State how many lines in the items below contain the string "segment", matching case exactly. Give only the number.

---------- DATA TO USE ----------

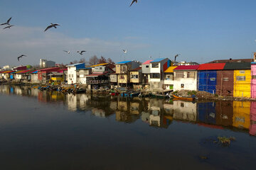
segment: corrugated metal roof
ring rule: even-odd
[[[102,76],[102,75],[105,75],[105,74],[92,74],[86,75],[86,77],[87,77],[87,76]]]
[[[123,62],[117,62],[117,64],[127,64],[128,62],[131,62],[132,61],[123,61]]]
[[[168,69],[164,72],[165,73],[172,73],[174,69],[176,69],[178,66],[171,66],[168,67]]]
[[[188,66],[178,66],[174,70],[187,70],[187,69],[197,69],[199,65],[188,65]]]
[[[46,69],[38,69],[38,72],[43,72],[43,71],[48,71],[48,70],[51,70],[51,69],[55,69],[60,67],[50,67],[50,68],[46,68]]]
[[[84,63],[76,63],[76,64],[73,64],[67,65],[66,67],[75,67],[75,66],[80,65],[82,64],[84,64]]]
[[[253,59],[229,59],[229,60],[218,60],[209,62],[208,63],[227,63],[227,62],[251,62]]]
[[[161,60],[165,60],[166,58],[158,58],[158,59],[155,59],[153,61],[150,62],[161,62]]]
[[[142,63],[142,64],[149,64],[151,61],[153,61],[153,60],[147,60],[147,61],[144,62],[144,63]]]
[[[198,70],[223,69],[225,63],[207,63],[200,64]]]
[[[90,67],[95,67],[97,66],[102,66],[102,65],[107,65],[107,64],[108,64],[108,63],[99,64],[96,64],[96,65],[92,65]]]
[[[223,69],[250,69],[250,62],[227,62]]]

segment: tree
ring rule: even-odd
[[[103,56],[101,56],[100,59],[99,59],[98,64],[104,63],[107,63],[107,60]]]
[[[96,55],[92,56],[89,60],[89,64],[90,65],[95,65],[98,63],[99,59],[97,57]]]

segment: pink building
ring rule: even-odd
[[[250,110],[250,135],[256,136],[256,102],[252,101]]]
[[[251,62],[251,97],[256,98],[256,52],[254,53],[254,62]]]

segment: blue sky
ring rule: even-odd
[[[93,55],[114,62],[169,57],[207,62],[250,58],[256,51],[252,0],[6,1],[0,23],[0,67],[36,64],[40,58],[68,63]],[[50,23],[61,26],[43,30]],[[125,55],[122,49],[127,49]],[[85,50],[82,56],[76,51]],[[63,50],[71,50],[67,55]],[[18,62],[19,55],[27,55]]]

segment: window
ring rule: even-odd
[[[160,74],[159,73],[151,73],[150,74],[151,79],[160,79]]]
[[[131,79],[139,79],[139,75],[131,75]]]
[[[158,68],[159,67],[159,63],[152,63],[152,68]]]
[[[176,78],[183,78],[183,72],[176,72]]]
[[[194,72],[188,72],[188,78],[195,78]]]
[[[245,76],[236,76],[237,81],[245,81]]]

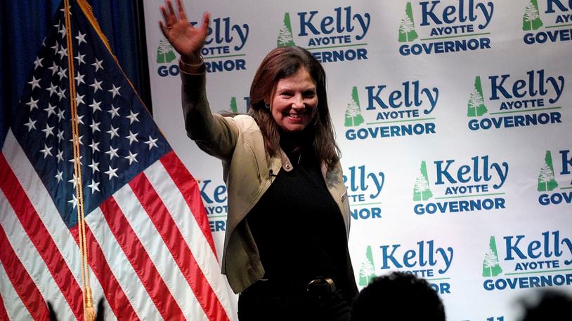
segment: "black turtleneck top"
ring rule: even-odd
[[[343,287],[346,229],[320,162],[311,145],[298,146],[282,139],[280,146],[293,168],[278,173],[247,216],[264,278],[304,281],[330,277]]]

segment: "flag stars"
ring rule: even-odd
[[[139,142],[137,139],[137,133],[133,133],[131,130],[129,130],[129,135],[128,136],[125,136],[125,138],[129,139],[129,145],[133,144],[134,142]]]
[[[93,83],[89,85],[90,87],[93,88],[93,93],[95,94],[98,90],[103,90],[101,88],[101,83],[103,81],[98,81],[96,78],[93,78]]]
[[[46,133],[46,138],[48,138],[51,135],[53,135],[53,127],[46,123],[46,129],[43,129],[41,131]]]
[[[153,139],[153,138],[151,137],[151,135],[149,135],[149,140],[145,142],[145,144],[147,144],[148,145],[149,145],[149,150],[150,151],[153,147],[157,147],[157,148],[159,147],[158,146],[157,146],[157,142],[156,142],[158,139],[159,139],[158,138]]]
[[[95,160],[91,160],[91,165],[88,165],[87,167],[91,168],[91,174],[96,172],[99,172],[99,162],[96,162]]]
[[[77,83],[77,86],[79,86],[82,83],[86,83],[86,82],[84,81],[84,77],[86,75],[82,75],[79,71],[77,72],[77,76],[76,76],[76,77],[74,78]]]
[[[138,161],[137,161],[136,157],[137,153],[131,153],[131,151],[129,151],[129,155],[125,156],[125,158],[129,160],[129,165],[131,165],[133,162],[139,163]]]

----------

(EXPECTED ANSWER):
7